_Texto de leitura_.
%%

Márcio Amaral: De uma maneira muito forte. Nós sempre repetimos fora de casa o que vivenciamos em família. Essa preocupação, por exemplo, que o criminoso demonstrou por animais abandonados pode muito bem ser reflexo de um abandono vivido pelo mesmo dentro de casa. O fato de o corpo dele ainda estar lá no IML reforça ainda mais esse pensamento. Esse é um último abandono. É o ato final, e é o último ato da peça que mostra tudo o que já passou.
Olhar Virtual: Há em destaque no seu texto a afirmação de que “em todo ‘reformador da humanidade’ há um perverso, pois ele parte da não aceitação do ser humano como é”, relativa às citações de Wellington nas cartas quanto à pureza sexual. O que causa ou pode causar essa vontade de mudar a sociedade?
Márcio Amaral: Pois é, qualquer discurso que fala mal do povo é perverso. É uma prova do desejo de poder, da vontade de um conservador de resistir ao que é novo. Compare a vivacidade do rosto daquelas meninas assassinadas com a falta de vida do rosto do Welington. Ele tinha uma inveja horrível, era um morto-vivo que virou um homem de ação que queria consertar aquilo, aquela diferença entre ele e essas outras pessoas.
Olhar Virtual: O senhor também afirma que o discurso das pessoas no dia a dia pode contribuir para atitudes perturbadas de quem tem uma doença mental. Como essa influência negativa pode ser evitada?
Márcio Amaral: Ele se aliou ao discurso que fala dos adolescentes como o mal, principalmente quanto à sexualidade, e absorveu essas ideias da maneira dele. Para evitar esse tipo de coisa é preciso ter cuidado com o que se fala e criticar violentamente esse tipo de atitude, de postura radicalmente negativa em relação a certas pessoas. Tais pensamentos refletem a intenção de muitas pessoas de que o mundo e os indivíduos devem ser os mesmos sempre, o que é impossível.
Olhar Virtual: Como pode ser feita a prevenção de atitudes criminosas de indivíduos com problemas mentais?
Márcio Amaral: Esse crime que aconteceu é para fazer a gente pensar. O motivo é um problema da sociedade, por isso precisamos mudá-la de alguma forma. É necesário aprender a incluir todas as pessoas, quem tiver algum problema ou quem for simplesmente diferente. Temos que criar uma sociedade acolhedora que, além de tolerar a diferença, tem que gostar dela. Afinal, eu aprendo muito mais com quem não é igual a mim, não é verdade? Eu faria uma ciranda na escola, ciranda mesmo, com todas as crianças juntas igual àquela música que coloquei no início do meu texto: “Não quero ver ninguém de fora/Abre a roda e vem brincar”.
Olhar Virtual: Quais os determinantes sociais que o senhor acredita que possam ter influenciado o desfecho?

%%

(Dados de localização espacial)
%%

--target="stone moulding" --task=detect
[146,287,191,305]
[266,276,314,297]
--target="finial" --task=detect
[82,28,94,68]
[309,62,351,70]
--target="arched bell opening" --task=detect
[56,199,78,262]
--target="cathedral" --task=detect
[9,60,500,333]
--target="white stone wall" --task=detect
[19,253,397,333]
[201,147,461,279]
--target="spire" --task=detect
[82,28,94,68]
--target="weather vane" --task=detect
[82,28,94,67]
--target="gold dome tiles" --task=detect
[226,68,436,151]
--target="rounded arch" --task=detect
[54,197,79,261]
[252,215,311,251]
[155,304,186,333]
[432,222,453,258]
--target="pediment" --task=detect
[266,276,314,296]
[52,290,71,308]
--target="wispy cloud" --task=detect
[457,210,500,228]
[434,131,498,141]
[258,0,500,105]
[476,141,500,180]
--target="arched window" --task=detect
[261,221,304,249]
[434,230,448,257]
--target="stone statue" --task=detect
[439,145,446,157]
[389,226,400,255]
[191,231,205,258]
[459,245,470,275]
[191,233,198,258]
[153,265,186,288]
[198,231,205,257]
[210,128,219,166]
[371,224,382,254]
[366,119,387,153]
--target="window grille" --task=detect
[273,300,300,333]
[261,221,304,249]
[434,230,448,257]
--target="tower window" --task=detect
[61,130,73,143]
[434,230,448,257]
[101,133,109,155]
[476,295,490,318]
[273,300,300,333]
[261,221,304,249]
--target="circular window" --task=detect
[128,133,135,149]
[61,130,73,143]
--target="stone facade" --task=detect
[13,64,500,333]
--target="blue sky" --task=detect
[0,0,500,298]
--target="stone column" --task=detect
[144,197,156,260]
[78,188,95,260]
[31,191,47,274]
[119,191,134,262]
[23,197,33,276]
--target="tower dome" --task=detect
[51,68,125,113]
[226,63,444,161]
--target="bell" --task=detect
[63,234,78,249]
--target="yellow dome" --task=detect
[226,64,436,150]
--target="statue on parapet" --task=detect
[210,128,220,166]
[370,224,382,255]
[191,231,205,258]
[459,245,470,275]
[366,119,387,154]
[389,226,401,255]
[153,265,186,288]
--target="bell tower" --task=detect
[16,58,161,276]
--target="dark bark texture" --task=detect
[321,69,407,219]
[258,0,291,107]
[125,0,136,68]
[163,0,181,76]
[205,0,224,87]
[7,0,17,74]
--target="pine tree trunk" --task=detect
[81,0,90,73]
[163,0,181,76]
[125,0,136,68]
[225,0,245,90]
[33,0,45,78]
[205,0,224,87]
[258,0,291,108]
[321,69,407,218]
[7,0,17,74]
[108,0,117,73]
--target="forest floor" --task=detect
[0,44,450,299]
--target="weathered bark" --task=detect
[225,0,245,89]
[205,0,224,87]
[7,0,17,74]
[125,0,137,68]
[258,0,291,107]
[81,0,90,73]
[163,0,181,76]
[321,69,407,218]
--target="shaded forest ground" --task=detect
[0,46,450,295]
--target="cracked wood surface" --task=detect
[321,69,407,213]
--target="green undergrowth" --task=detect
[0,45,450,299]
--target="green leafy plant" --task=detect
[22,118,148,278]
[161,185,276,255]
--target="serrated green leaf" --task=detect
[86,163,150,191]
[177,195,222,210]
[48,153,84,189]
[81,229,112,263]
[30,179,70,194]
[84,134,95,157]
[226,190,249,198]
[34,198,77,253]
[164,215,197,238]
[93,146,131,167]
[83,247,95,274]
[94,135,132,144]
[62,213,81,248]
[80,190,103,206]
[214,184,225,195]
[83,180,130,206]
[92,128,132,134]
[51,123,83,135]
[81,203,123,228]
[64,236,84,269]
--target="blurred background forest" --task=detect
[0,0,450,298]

%%

_Tarefa_.
Reproduza sem alterações o trecho da entrevista que começa nas palavras “Olhar Virtual: Há” e para logo depois de “mudar a sociedade?”.

_Resposta escrita_.
Olhar Virtual: Há em destaque no seu texto a afirmação de que “em todo ‘reformador da humanidade’ há um perverso, pois ele parte da não aceitação do ser humano como é”, relativa às citações de Wellington nas cartas quanto à pureza sexual. O que causa ou pode causar essa vontade de mudar a sociedade?